▶ [What you need to do] Return every line of the data below that includes the string "target".

*** Data provided Section Begins ***

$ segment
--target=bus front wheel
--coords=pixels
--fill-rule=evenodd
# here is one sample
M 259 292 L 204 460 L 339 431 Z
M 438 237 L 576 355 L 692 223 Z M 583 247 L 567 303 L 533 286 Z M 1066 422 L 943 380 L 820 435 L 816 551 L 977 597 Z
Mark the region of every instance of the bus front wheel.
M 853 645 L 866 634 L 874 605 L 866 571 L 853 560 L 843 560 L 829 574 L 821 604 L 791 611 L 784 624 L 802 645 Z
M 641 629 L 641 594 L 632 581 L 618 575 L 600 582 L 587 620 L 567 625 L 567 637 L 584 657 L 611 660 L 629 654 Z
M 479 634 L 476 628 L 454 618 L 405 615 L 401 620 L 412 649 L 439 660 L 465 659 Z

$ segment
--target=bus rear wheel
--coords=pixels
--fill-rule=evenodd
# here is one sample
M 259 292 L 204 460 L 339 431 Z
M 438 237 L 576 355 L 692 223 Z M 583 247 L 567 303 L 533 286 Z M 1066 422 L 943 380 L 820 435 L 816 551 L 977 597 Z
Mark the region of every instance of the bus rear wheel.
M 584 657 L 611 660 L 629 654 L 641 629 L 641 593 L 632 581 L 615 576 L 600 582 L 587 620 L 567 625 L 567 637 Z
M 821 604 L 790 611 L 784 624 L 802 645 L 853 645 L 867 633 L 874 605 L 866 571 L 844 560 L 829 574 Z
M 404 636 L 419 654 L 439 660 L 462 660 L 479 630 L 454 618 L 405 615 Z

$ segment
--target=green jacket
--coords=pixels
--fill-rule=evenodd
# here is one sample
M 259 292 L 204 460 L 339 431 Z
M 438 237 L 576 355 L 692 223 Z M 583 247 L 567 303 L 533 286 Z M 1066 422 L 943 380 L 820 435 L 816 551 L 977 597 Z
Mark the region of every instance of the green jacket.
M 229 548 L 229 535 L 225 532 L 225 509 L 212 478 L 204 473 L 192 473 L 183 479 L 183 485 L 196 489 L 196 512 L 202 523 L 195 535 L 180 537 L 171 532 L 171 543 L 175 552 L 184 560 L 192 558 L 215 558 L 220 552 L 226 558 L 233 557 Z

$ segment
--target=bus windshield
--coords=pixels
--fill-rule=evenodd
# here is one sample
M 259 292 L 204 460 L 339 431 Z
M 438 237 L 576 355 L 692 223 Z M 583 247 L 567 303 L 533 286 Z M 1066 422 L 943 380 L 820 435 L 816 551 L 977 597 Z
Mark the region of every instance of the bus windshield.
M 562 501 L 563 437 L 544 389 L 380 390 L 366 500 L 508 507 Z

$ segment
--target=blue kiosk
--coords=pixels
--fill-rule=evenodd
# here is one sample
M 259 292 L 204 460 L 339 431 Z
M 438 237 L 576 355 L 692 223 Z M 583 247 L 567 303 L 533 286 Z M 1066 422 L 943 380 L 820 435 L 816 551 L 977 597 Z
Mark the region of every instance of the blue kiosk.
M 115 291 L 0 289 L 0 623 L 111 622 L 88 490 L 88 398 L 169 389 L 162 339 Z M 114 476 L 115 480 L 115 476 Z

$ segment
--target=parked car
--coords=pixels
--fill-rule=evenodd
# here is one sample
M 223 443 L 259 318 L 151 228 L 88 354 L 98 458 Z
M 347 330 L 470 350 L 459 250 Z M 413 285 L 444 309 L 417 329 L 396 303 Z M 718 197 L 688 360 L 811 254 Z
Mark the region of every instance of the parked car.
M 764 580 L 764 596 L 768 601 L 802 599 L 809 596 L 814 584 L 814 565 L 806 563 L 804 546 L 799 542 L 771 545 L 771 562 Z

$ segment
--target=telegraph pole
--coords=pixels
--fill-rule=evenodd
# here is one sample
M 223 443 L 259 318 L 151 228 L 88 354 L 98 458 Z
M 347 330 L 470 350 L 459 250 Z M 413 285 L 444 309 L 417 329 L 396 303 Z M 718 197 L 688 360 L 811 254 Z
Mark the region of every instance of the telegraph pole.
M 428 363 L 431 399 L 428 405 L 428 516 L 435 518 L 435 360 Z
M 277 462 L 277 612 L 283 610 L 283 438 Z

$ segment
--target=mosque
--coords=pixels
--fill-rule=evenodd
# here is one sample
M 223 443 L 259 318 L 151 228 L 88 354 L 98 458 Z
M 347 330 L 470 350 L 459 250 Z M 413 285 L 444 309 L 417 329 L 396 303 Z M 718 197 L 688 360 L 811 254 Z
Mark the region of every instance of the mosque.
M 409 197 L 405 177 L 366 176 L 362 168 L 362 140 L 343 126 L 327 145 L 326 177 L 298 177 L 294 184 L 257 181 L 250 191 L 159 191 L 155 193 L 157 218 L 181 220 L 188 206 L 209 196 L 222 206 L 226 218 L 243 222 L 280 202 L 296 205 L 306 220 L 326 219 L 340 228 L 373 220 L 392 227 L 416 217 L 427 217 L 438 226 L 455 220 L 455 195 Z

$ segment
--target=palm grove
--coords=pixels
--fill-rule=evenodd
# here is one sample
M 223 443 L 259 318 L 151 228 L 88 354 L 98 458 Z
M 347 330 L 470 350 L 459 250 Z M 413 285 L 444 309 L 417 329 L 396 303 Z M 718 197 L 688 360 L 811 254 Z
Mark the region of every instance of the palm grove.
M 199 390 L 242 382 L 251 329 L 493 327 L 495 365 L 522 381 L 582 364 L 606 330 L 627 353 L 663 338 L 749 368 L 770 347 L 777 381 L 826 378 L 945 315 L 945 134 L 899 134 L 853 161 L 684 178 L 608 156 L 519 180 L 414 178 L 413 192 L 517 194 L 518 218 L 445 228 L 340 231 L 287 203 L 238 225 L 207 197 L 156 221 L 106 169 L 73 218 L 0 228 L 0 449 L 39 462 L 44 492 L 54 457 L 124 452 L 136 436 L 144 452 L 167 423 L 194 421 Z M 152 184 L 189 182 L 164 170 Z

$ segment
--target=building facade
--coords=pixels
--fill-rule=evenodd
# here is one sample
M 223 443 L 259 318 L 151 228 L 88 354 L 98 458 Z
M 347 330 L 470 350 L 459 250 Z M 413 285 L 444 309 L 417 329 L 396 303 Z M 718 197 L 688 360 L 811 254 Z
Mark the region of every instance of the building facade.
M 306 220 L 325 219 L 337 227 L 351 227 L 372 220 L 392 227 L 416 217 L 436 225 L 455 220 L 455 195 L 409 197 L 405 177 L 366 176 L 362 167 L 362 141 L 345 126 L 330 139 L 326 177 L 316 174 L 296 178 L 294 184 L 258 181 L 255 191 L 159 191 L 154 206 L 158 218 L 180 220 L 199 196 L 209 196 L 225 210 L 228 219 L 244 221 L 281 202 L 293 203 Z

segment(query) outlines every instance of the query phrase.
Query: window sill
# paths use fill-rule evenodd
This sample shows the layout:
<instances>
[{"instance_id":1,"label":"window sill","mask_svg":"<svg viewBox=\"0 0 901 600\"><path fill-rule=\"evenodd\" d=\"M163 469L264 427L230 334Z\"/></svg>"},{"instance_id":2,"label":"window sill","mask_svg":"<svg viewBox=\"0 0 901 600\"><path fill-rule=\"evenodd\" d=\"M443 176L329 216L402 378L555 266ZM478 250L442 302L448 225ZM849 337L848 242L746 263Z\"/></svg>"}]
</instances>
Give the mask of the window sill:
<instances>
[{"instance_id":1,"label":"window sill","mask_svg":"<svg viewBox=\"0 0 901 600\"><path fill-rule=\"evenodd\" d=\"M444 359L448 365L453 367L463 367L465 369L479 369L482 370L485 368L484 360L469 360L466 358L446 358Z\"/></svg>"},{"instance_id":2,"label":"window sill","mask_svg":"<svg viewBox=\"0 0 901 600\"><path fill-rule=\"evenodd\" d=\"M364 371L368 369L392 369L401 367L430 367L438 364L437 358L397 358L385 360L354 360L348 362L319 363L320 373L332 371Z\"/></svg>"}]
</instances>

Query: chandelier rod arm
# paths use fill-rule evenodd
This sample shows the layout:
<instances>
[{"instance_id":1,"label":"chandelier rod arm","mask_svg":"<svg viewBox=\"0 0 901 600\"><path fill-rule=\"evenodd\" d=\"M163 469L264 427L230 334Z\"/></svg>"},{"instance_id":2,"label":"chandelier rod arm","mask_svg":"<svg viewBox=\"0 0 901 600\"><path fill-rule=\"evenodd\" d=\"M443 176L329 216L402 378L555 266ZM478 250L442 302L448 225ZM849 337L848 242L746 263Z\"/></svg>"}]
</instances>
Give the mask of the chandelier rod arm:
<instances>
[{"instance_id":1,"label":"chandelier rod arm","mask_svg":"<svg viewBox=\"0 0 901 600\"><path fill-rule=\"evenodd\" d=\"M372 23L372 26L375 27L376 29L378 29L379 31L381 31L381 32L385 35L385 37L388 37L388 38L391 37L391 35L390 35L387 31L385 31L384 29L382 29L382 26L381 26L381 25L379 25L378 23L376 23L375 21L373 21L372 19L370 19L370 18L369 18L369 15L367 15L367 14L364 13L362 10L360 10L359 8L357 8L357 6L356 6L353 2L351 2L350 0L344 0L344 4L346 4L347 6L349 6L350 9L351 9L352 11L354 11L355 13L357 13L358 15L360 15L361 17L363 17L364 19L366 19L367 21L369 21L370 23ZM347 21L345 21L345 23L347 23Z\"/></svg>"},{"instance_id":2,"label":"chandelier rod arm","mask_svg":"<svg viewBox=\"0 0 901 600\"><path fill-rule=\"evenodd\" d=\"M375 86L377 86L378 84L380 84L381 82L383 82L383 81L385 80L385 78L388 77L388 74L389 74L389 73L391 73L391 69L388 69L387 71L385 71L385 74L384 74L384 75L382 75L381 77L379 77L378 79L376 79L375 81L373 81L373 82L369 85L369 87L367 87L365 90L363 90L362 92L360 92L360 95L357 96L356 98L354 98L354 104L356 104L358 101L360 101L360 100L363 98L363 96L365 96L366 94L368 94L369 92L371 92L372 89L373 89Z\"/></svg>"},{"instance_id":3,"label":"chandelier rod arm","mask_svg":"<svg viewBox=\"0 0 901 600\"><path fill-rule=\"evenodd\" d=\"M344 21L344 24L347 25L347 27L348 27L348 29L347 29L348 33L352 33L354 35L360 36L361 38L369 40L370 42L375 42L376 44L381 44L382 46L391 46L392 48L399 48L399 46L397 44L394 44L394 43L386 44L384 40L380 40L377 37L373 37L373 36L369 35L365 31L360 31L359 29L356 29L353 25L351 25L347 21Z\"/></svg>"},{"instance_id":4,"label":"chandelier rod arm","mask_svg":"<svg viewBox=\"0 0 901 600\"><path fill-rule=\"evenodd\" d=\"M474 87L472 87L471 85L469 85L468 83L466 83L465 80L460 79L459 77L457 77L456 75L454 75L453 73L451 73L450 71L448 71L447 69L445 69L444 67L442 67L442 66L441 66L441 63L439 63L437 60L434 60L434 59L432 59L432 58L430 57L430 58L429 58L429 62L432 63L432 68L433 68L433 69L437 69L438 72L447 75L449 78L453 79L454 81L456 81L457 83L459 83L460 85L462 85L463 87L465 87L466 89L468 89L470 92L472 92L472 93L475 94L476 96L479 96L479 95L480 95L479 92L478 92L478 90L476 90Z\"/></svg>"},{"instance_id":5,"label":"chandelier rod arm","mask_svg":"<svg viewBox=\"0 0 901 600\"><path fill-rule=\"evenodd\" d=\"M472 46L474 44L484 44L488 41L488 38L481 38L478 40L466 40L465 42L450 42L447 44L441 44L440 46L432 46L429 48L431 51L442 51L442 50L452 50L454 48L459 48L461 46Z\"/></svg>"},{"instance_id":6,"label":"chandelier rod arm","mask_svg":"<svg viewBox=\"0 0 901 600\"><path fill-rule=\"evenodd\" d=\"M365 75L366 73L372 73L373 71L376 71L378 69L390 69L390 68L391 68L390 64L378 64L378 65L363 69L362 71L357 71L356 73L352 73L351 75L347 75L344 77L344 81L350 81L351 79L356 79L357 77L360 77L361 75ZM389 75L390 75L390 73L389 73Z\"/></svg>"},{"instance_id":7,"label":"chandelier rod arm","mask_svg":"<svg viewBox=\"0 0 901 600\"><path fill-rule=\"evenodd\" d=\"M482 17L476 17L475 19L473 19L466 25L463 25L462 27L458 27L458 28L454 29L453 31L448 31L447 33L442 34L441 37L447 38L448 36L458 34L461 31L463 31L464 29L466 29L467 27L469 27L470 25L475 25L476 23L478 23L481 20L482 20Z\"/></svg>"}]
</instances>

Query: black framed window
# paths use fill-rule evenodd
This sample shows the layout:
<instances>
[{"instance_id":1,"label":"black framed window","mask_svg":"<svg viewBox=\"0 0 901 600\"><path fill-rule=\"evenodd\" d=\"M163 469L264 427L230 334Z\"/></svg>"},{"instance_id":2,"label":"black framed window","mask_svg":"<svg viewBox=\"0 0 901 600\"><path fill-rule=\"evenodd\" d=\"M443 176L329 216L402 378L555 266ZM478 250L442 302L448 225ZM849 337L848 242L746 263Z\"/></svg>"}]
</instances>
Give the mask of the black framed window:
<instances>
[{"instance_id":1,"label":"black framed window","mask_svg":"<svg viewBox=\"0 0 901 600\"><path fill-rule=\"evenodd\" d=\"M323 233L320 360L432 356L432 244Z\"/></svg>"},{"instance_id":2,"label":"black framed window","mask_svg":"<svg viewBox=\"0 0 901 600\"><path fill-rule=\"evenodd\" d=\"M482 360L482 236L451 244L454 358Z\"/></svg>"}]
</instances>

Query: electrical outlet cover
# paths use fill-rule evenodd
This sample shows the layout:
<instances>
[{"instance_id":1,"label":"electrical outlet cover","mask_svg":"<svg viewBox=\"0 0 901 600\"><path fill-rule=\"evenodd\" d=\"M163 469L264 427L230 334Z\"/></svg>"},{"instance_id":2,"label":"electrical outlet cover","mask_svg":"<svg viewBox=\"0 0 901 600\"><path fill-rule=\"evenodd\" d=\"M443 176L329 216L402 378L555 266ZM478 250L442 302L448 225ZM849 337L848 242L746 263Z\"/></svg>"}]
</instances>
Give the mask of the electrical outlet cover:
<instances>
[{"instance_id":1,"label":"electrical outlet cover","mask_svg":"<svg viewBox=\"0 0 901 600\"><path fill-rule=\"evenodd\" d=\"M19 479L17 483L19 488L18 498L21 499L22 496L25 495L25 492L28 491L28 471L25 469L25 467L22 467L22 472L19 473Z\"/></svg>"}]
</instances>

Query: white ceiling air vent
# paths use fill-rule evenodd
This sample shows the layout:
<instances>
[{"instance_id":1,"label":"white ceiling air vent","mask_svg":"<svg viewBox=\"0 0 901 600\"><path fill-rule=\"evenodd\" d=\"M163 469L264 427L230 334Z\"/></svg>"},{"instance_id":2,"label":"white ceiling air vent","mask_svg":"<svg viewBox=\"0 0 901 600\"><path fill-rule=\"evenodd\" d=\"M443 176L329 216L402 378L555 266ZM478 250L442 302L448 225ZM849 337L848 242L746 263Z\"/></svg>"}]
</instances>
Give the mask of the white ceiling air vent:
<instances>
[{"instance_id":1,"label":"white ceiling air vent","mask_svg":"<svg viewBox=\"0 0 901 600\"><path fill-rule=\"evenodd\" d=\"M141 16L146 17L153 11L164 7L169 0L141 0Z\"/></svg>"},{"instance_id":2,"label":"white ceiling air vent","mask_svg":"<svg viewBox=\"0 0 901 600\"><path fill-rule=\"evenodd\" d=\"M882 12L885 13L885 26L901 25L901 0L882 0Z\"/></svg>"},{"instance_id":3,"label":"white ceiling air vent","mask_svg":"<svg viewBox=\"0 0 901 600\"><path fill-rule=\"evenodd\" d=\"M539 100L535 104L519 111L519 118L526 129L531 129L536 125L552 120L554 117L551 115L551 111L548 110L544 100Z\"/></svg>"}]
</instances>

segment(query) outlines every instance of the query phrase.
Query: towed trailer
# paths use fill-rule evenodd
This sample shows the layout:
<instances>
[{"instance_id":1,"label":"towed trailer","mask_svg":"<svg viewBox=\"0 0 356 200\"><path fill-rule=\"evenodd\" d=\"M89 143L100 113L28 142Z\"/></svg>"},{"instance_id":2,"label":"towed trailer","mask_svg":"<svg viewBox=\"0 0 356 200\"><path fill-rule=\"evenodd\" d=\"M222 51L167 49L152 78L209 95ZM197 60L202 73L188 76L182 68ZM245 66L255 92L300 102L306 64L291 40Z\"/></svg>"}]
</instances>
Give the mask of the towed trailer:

*** Data provided Section Ends ***

▶ [The answer]
--target=bus front wheel
--target=bus rear wheel
--target=green jacket
--target=bus windshield
--target=blue kiosk
--target=parked car
--target=telegraph pole
--target=mosque
--target=palm grove
--target=building facade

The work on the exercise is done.